- REQUIRED WORK -
Where the records below show a line containing "TARGET: driver door", start copying; end with the line containing "TARGET: metal debris", and copy it too.

- DATA TO EXAMINE -
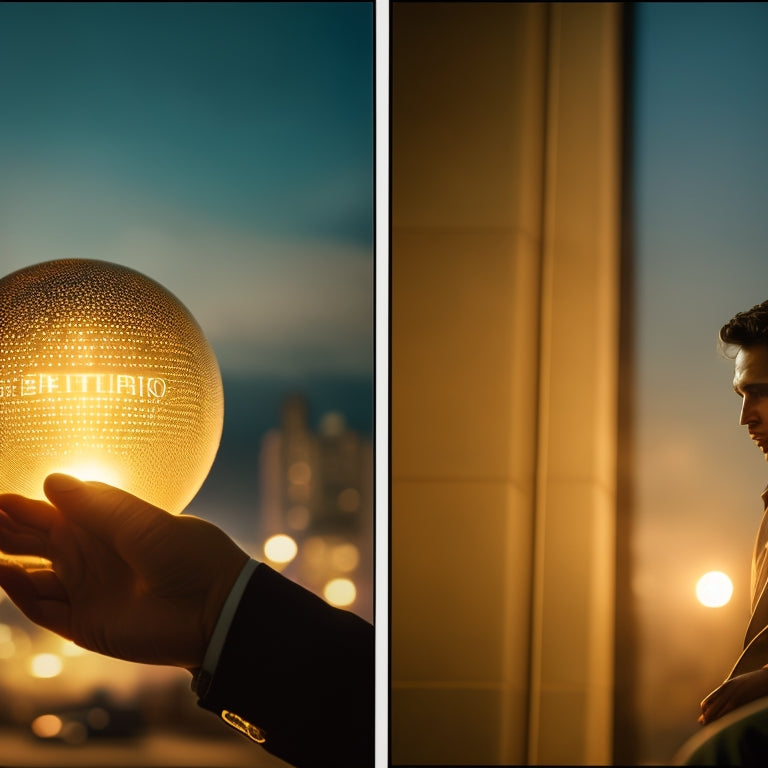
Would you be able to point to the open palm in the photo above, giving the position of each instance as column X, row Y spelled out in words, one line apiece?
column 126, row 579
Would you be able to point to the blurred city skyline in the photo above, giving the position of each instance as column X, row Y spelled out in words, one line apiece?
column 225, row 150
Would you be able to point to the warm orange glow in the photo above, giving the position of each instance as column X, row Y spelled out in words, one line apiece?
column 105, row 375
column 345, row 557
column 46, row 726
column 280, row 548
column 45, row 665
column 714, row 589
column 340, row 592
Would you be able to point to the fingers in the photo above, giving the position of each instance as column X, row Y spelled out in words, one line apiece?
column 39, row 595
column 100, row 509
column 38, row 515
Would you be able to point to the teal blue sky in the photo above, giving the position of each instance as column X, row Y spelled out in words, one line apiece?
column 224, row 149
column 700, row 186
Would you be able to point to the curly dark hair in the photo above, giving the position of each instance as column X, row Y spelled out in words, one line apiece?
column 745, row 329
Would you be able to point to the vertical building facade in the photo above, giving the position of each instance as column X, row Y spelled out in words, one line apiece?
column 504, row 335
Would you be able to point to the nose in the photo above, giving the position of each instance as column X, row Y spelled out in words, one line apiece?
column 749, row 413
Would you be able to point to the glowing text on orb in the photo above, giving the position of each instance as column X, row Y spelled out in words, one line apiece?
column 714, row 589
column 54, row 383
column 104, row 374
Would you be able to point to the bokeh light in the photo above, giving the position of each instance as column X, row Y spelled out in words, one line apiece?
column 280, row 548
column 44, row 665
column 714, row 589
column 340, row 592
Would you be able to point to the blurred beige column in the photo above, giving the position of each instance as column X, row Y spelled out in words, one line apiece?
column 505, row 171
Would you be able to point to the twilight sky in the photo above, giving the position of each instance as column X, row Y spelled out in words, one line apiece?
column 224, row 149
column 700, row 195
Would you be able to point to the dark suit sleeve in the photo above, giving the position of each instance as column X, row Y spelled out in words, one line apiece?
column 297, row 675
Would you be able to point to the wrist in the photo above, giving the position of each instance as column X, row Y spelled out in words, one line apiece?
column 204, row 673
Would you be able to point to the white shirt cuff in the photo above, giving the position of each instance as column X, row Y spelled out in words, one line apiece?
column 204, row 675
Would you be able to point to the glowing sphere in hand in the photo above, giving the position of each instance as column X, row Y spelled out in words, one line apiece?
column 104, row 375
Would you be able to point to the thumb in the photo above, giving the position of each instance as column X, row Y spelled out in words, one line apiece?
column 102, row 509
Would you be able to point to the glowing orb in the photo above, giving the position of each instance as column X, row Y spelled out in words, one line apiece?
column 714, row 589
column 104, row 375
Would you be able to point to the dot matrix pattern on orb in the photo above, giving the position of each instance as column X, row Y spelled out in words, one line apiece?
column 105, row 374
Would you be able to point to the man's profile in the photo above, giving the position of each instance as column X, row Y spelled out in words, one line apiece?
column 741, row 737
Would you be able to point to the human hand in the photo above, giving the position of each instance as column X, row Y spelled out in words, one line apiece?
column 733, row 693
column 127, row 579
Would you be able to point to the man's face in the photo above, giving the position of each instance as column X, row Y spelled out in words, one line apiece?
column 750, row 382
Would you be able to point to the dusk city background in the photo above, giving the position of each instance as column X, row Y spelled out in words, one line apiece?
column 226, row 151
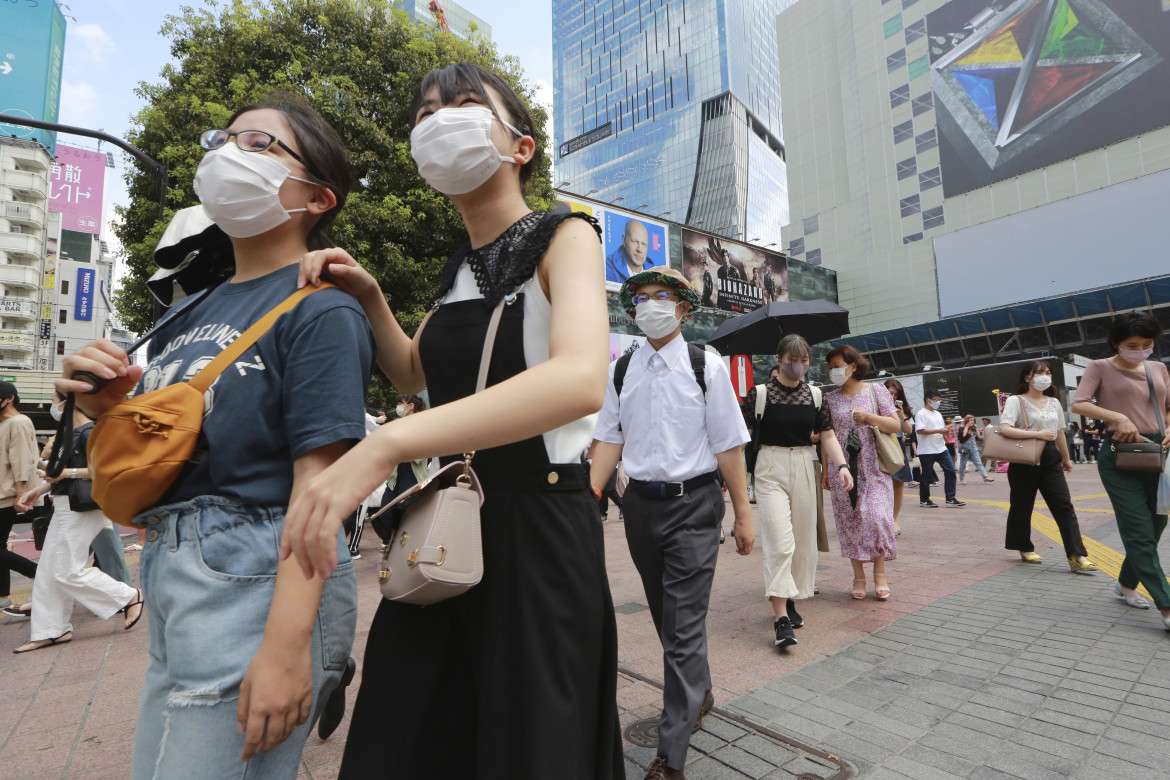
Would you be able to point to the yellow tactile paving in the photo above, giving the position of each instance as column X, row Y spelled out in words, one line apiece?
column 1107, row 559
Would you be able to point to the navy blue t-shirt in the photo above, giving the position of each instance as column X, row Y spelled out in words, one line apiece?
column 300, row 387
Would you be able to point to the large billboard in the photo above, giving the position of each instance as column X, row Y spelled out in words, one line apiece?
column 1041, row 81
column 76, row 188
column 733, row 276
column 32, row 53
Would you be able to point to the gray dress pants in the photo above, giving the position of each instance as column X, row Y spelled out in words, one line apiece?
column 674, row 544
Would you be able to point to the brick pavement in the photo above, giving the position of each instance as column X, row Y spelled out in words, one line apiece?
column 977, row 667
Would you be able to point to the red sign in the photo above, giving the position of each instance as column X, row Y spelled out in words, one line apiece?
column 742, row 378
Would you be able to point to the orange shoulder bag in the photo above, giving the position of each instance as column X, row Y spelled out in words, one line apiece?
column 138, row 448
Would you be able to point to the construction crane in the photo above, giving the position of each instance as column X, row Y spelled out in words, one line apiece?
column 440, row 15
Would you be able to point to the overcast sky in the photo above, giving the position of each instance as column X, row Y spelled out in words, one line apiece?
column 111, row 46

---

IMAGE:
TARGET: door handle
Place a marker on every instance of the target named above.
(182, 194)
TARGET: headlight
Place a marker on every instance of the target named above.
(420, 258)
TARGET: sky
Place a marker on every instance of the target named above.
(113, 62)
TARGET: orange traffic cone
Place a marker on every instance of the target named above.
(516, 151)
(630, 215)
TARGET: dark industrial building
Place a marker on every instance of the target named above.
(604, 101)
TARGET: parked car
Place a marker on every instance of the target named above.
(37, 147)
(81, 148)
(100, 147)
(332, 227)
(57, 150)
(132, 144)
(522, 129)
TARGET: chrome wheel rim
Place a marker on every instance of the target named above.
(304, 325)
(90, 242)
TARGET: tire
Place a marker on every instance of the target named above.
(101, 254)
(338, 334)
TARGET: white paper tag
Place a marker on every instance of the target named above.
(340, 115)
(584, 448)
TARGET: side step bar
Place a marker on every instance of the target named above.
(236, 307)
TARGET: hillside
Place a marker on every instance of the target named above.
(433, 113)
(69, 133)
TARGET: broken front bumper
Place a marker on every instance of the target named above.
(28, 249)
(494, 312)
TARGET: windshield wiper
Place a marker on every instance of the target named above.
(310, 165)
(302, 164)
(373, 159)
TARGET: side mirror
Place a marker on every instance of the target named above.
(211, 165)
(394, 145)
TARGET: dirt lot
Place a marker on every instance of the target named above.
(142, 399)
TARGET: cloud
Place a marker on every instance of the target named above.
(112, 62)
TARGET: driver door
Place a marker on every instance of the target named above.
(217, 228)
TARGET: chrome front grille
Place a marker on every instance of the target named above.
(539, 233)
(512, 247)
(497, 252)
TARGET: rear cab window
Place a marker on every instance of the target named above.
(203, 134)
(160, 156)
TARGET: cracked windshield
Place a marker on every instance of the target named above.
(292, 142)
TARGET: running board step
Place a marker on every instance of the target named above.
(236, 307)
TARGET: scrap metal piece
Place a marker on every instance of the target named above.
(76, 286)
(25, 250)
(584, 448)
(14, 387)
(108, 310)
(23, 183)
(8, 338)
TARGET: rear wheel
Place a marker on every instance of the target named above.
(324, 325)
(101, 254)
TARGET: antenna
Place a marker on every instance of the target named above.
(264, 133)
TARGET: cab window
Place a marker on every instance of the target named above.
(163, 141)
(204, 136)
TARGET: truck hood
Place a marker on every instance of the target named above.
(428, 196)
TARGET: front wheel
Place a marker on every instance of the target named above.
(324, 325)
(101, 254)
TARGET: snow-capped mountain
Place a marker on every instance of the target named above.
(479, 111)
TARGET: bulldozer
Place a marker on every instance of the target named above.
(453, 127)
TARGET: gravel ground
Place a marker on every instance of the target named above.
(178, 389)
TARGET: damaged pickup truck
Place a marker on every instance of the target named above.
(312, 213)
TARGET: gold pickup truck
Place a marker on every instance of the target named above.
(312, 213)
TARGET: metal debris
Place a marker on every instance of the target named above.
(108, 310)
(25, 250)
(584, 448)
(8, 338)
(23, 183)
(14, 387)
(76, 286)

- SOLUTION TO THIS EXERCISE -
TARGET: driver door
Place a marker on every instance of the target named above.
(217, 228)
TARGET: chrome front grille
Place a marker on every instance of the target named above.
(539, 233)
(512, 247)
(497, 252)
TARGET: rear cab window
Place a marker on every instance of the target named above.
(203, 134)
(160, 156)
TARGET: cracked windshield
Place a marker on every instance of the target named above.
(292, 142)
TARGET: running board step
Place a marker on every instance of the target named above.
(236, 307)
TARGET: scrap metal piece
Place a marker on every instance of the target named above.
(76, 286)
(25, 250)
(584, 448)
(14, 387)
(108, 310)
(23, 183)
(8, 338)
TARGET: rear wheel
Place a marker on every instance of the target named above.
(324, 325)
(101, 254)
TARGET: antenna
Place a marker on every instance of the target named above.
(264, 133)
TARGET: cab window
Place a marker on every instance of the target named above.
(163, 141)
(204, 136)
TARGET: truck hood
Place a marker on every instance of the target named above.
(428, 196)
TARGET: front wheel
Place a marker on every instance of the target named above.
(324, 325)
(101, 254)
TARGET: snow-capped mountain
Place a marker on every instance of the target named above.
(479, 111)
TARGET: bulldozer
Place a marker on every instance of the target named above.
(453, 127)
TARGET: gravel ground
Place a marker on every instance of the target named above.
(178, 389)
TARGET: damaged pickup truck
Place a marker on every instance of the target named above.
(312, 213)
TARGET: gold pickup truck
Place a marker on every instance of the target named above.
(312, 213)
TARGET: metal debris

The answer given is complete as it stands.